- _Brief A_
Starting at the line in the records that contains "Locate the rock" and continuing through the end of the records, reproduce every line, requests included, with each bounding-box coordinate in the answers multiplied by 1.8 and rounded to a whole number, halves rounding up.

-- start Excerpt to read --

Double bill : slip away & Yearning

A double dance program exploring inner battles related to identity, language, grief, sexism, racism, and domestic violence, followed by a discussion with the artists on May 5th after the performances.

 

Discussion with the artists on May 5.

 

edition 2025
Double bill : slip away & Yearning
May 3 — 7:00pm
May 4 — 4:00pm
May 5 — 7:00pm
May 6 — 7:00pm
Édifice Wilder - Espace Vert
Book
1st work - slip away

Description

Samantha Sutherland (Toronto)⎮ slip away

Few are fluent speakers of Ktunaxa. slip away, a contemporary dance solo created and performed by Samantha Sutherland, explores themes of loss and hope relating to the endangered state of this language. It is a family affair. Her brother composed music for electric guitar. Her mother stitched the fabric for the costume. And recordings of conversations with her grandmother underlie the piece. What happens when individuals are motivated by fear? What work needs to happen to develop a sense of hope? slip away shares accounts of the current efforts to preserve Ktunaxa and dreams of how it may continue to be enlivened in the future.

slip away is a solo created by Samantha Sutherland to share what she experienced during her journey of learning the Ktunaxa language. It was a wonderful experience, but also very frightening and challenging. There are very few people who speak Ktunaxa fluently, and many of them are elders. When they lose an elder, they also lose traditional knowledge of their language and culture. Learning Ktunaxa sometimes feels like a race against time. She felt that it was urgent to learn the language faster than it is disappearing. All of this is aimed at keeping Ktunaxa alive.

Credits

Choreography, performance, voice: Samantha Sutherland

Musical composition: Jeffrey Sutherland

Lighting design: Emerson Kafarowski

Costumes: Cindy Sutherland

Voice: Sophie Pierre

Mentoring: Olivia C. Davies

2nd work - Yearning

Description

Charo Foo Tai Wei ⎮ Yearning

As an Asian immigrant who has experienced sexism, racism and domestic violence, Charo Foo Tai Wei must constantly deal with societal challenges. She has mastered the art of pretending it’s like water off a duck’s back. Yet she also dreams of finding a place she can take root in and call home. Yearning is a contemporary dance solo that magnifies Charo’s inner battles as, like a plant, she digs her way out toward the light. It invites audience members to explore the inner wounds they need to heal.

Credits

Choreography and performance: Charo Foo Tai Wei

Sound and lighting design: David Blouin

Costumes and outside eye: Julie Pichette

Mentoring: Dulcinée Langfelder

 

Biographies

Charo Foo Tai Wei

Trained in Chinese classical dance, Charo Foo Tai Wei attended L’École de danse de Québec for contemporary dance studies. From 2007 to 2013, she acted, danced and choreographed in Robert Lepage’s The Blue Dragon (Ex Machina). In 2015, she discovered butoh with Natsu Nakajima, Yukio Waguri, Atsushi Takenouchi, and Yumiko Yoshioka. Fascinated by the quest to explore one’s trauma with organic movements, she intertwines classical Chinese dance and butoh to develop her own choreographic language. Her work Jin Gu Bang (The Golden Stick Ritual) was selected for the CanAsian Dance Festival 2019, which was co-presented by Tangente and Festival Accès Asie. In recent years, she has collaborated with Jérôme Bel, Sarah Dell’Ava, Stephanie Fromentin, Brice Noeser, Amrita Choudhury, and Liliane St-Arnaud. Recently, she made her first Stratford Festival appearances as a dancer and actor in Salesman in China and Wendy and Peter Pan.

-- end Excerpt to read --
-- start Task data --

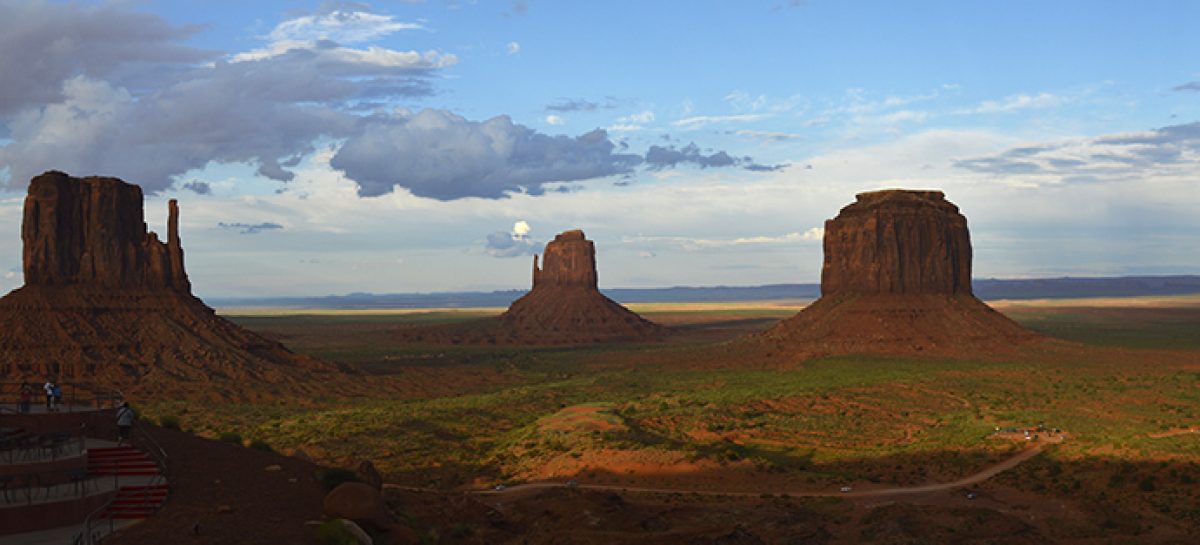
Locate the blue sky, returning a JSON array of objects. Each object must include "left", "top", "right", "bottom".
[{"left": 0, "top": 0, "right": 1200, "bottom": 295}]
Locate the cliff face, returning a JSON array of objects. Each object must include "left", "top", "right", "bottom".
[
  {"left": 533, "top": 229, "right": 599, "bottom": 291},
  {"left": 0, "top": 172, "right": 352, "bottom": 399},
  {"left": 400, "top": 229, "right": 667, "bottom": 345},
  {"left": 20, "top": 172, "right": 192, "bottom": 293},
  {"left": 761, "top": 190, "right": 1037, "bottom": 357},
  {"left": 821, "top": 190, "right": 971, "bottom": 295}
]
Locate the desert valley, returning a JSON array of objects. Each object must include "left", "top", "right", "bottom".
[{"left": 0, "top": 0, "right": 1200, "bottom": 545}]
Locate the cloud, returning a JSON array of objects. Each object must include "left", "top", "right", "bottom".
[
  {"left": 622, "top": 227, "right": 824, "bottom": 254},
  {"left": 958, "top": 92, "right": 1067, "bottom": 114},
  {"left": 485, "top": 220, "right": 542, "bottom": 257},
  {"left": 181, "top": 180, "right": 212, "bottom": 194},
  {"left": 217, "top": 221, "right": 283, "bottom": 234},
  {"left": 1171, "top": 80, "right": 1200, "bottom": 92},
  {"left": 0, "top": 0, "right": 456, "bottom": 193},
  {"left": 671, "top": 114, "right": 767, "bottom": 128},
  {"left": 733, "top": 130, "right": 804, "bottom": 142},
  {"left": 330, "top": 109, "right": 642, "bottom": 200},
  {"left": 546, "top": 97, "right": 617, "bottom": 113},
  {"left": 953, "top": 121, "right": 1200, "bottom": 187},
  {"left": 0, "top": 0, "right": 216, "bottom": 118},
  {"left": 646, "top": 143, "right": 738, "bottom": 169},
  {"left": 0, "top": 72, "right": 354, "bottom": 192},
  {"left": 617, "top": 110, "right": 654, "bottom": 122},
  {"left": 268, "top": 10, "right": 422, "bottom": 43},
  {"left": 646, "top": 142, "right": 787, "bottom": 172}
]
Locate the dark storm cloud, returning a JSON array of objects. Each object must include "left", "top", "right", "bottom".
[
  {"left": 0, "top": 0, "right": 763, "bottom": 201},
  {"left": 0, "top": 0, "right": 455, "bottom": 192},
  {"left": 330, "top": 109, "right": 642, "bottom": 200},
  {"left": 0, "top": 0, "right": 216, "bottom": 118},
  {"left": 646, "top": 143, "right": 738, "bottom": 169},
  {"left": 217, "top": 221, "right": 283, "bottom": 234},
  {"left": 181, "top": 180, "right": 212, "bottom": 194},
  {"left": 646, "top": 142, "right": 787, "bottom": 172}
]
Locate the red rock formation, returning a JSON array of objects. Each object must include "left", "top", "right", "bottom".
[
  {"left": 533, "top": 229, "right": 599, "bottom": 291},
  {"left": 401, "top": 229, "right": 666, "bottom": 345},
  {"left": 0, "top": 172, "right": 343, "bottom": 399},
  {"left": 821, "top": 190, "right": 971, "bottom": 295},
  {"left": 20, "top": 172, "right": 192, "bottom": 293},
  {"left": 763, "top": 190, "right": 1036, "bottom": 355}
]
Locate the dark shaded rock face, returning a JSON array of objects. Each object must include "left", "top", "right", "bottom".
[
  {"left": 401, "top": 229, "right": 667, "bottom": 345},
  {"left": 20, "top": 172, "right": 192, "bottom": 293},
  {"left": 0, "top": 172, "right": 353, "bottom": 399},
  {"left": 762, "top": 190, "right": 1037, "bottom": 357},
  {"left": 533, "top": 229, "right": 599, "bottom": 289},
  {"left": 821, "top": 190, "right": 971, "bottom": 295}
]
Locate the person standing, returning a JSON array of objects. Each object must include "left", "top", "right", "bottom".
[
  {"left": 116, "top": 401, "right": 133, "bottom": 447},
  {"left": 50, "top": 383, "right": 62, "bottom": 411},
  {"left": 18, "top": 382, "right": 34, "bottom": 414},
  {"left": 42, "top": 378, "right": 54, "bottom": 413}
]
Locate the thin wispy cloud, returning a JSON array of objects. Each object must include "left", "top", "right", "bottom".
[
  {"left": 622, "top": 227, "right": 824, "bottom": 252},
  {"left": 671, "top": 114, "right": 767, "bottom": 128}
]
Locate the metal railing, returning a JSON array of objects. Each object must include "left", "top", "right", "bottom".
[
  {"left": 0, "top": 381, "right": 124, "bottom": 414},
  {"left": 74, "top": 420, "right": 169, "bottom": 545}
]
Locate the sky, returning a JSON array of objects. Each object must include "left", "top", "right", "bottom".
[{"left": 0, "top": 0, "right": 1200, "bottom": 297}]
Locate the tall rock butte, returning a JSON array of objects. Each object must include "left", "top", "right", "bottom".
[
  {"left": 762, "top": 190, "right": 1037, "bottom": 355},
  {"left": 401, "top": 229, "right": 667, "bottom": 345},
  {"left": 0, "top": 172, "right": 344, "bottom": 399}
]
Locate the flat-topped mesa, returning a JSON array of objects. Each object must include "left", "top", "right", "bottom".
[
  {"left": 533, "top": 229, "right": 599, "bottom": 289},
  {"left": 821, "top": 190, "right": 972, "bottom": 297},
  {"left": 761, "top": 190, "right": 1037, "bottom": 357},
  {"left": 20, "top": 170, "right": 191, "bottom": 293}
]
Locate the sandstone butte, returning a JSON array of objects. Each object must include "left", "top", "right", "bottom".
[
  {"left": 761, "top": 190, "right": 1038, "bottom": 355},
  {"left": 401, "top": 229, "right": 667, "bottom": 345},
  {"left": 0, "top": 172, "right": 346, "bottom": 399}
]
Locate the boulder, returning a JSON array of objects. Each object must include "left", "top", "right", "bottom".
[
  {"left": 0, "top": 172, "right": 355, "bottom": 400},
  {"left": 324, "top": 483, "right": 395, "bottom": 529},
  {"left": 355, "top": 460, "right": 383, "bottom": 491}
]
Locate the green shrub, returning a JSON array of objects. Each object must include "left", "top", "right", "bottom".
[
  {"left": 450, "top": 522, "right": 475, "bottom": 539},
  {"left": 316, "top": 467, "right": 359, "bottom": 490},
  {"left": 158, "top": 414, "right": 181, "bottom": 431},
  {"left": 317, "top": 519, "right": 359, "bottom": 545}
]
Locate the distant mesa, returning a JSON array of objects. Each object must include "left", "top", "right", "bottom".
[
  {"left": 0, "top": 172, "right": 342, "bottom": 399},
  {"left": 762, "top": 190, "right": 1037, "bottom": 355},
  {"left": 401, "top": 229, "right": 668, "bottom": 345}
]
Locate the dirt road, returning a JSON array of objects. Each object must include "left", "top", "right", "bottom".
[{"left": 384, "top": 444, "right": 1045, "bottom": 498}]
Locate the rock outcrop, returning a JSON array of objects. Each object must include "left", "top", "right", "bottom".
[
  {"left": 401, "top": 229, "right": 667, "bottom": 345},
  {"left": 20, "top": 172, "right": 192, "bottom": 293},
  {"left": 0, "top": 172, "right": 350, "bottom": 399},
  {"left": 821, "top": 190, "right": 971, "bottom": 295},
  {"left": 762, "top": 190, "right": 1037, "bottom": 355}
]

-- end Task data --

- _Brief B_
Answer these about the double bill program page, one per line:
(i) Who composed the music for slip away?
(ii) At what venue are the performances held?
(iii) Who handled sound and lighting design for Yearning?

- _Output A_
Locate the rock outcrop, returning a JSON array of objects. Each object must include "left", "top", "right", "bottom".
[
  {"left": 722, "top": 412, "right": 1201, "bottom": 621},
  {"left": 36, "top": 310, "right": 346, "bottom": 527},
  {"left": 0, "top": 310, "right": 630, "bottom": 718},
  {"left": 1478, "top": 342, "right": 1748, "bottom": 531},
  {"left": 1372, "top": 342, "right": 1867, "bottom": 639}
]

- _Output B_
(i) Jeffrey Sutherland
(ii) Édifice Wilder - Espace Vert
(iii) David Blouin